Every entry that follows needs to be repeated exactly.
======== Given data ========
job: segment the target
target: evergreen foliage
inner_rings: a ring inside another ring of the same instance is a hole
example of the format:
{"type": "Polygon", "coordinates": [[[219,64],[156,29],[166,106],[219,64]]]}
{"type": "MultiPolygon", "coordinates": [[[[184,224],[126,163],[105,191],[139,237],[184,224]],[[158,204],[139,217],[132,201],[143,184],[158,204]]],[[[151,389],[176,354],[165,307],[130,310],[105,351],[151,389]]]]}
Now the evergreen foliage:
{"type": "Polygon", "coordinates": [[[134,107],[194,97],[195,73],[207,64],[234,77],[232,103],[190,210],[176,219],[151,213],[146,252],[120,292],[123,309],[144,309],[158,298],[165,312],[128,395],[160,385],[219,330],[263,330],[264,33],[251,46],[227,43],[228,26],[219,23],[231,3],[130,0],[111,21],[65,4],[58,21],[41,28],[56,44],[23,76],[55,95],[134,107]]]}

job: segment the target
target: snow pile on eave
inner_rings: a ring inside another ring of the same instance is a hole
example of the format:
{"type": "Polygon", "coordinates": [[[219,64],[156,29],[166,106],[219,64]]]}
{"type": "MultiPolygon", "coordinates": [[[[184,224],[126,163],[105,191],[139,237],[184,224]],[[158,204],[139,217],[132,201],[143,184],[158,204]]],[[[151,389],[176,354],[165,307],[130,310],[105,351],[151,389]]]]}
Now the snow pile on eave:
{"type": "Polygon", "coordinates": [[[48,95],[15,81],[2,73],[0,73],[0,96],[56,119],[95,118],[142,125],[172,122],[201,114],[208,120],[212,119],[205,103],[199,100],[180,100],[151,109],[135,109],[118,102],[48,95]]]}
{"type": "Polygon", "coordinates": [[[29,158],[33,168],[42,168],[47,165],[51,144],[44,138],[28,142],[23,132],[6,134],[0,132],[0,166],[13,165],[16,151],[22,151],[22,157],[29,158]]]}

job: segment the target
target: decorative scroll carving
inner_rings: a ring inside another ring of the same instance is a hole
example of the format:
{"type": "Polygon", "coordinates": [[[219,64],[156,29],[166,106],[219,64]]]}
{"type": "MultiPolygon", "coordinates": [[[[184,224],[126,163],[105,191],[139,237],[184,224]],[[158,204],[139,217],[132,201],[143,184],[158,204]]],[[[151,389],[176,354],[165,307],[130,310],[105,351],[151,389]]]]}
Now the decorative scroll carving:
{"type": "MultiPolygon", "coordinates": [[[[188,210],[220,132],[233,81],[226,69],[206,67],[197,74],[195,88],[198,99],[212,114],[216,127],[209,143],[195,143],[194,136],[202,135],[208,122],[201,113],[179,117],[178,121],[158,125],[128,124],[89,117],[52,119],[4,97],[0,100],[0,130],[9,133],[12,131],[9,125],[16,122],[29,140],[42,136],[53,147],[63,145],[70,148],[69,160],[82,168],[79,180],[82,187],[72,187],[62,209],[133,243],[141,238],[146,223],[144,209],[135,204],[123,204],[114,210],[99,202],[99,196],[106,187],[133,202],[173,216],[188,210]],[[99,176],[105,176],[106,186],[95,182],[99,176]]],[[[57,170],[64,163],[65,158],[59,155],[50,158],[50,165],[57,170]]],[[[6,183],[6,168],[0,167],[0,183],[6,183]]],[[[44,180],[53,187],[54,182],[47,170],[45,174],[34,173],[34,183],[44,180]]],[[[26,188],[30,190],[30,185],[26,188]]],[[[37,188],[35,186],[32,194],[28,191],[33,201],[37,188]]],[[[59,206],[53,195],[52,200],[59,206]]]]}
========
● **Response to the task**
job: segment the target
target: evergreen foliage
inner_rings: a ring inside another ring of the same instance is a hole
example of the format:
{"type": "Polygon", "coordinates": [[[219,64],[156,29],[166,106],[219,64]]]}
{"type": "MultiPolygon", "coordinates": [[[[184,224],[126,163],[105,191],[139,237],[184,224]],[[158,204],[139,217],[132,201],[143,184],[158,204]]],[[[151,389],[176,354],[165,307],[130,310],[105,351],[151,389]]]]}
Now the evergreen foliage:
{"type": "Polygon", "coordinates": [[[134,107],[194,97],[195,73],[207,64],[234,77],[232,103],[190,210],[176,219],[151,213],[146,252],[120,292],[123,309],[144,309],[158,298],[165,312],[128,395],[160,385],[219,330],[263,330],[264,33],[251,46],[227,43],[228,26],[219,23],[231,3],[130,0],[111,21],[65,4],[58,21],[41,28],[56,44],[23,76],[55,95],[134,107]]]}

job: segment the target
target: snow pile on eave
inner_rings: a ring inside another ring of the same instance is a hole
example of the format:
{"type": "Polygon", "coordinates": [[[219,64],[156,29],[166,106],[219,64]]]}
{"type": "MultiPolygon", "coordinates": [[[[184,224],[126,163],[105,191],[139,237],[184,224]],[[158,204],[139,217],[132,201],[143,184],[158,204]]],[[[151,389],[176,354],[165,307],[130,310],[105,351],[151,389]]]]}
Now the snow pile on eave:
{"type": "Polygon", "coordinates": [[[48,95],[15,81],[2,73],[0,73],[0,96],[56,119],[95,118],[142,125],[172,122],[201,114],[208,120],[212,119],[205,103],[199,100],[180,100],[151,109],[135,109],[118,102],[48,95]]]}
{"type": "Polygon", "coordinates": [[[29,158],[33,168],[42,168],[47,165],[51,144],[44,138],[28,142],[23,132],[6,134],[0,132],[0,166],[13,165],[16,151],[22,151],[22,157],[29,158]]]}

job: segment the target
target: decorative scroll carving
inner_rings: a ring inside another ring of the same instance is a hole
example of the format:
{"type": "Polygon", "coordinates": [[[219,64],[156,29],[166,106],[219,64]]]}
{"type": "MultiPolygon", "coordinates": [[[[184,224],[126,163],[105,191],[139,237],[184,224]],[[158,204],[139,217],[132,201],[143,184],[158,204]]],[[[151,389],[176,354],[165,307],[130,310],[105,351],[151,389]]]]}
Now the decorative scroll carving:
{"type": "MultiPolygon", "coordinates": [[[[188,210],[220,132],[233,81],[226,69],[206,67],[197,74],[195,88],[198,99],[212,114],[216,127],[209,143],[195,143],[194,136],[202,135],[208,122],[201,113],[179,117],[178,121],[158,125],[128,124],[89,117],[52,119],[4,97],[0,100],[0,130],[9,133],[12,131],[9,125],[16,122],[29,140],[42,136],[53,147],[63,145],[70,148],[69,160],[82,168],[79,180],[82,187],[72,187],[62,209],[133,243],[141,238],[146,223],[144,209],[135,204],[123,204],[114,210],[99,202],[99,196],[106,187],[133,202],[173,216],[188,210]],[[99,176],[105,176],[106,186],[95,182],[99,176]]],[[[57,170],[64,163],[65,158],[59,155],[50,158],[50,165],[57,170]]],[[[6,183],[6,168],[0,167],[0,183],[6,183]]],[[[44,180],[53,187],[54,182],[47,170],[45,174],[34,173],[34,183],[44,180]]],[[[26,188],[30,190],[30,185],[26,188]]],[[[37,188],[35,186],[32,194],[28,191],[33,201],[37,188]]],[[[59,206],[53,195],[52,200],[59,206]]]]}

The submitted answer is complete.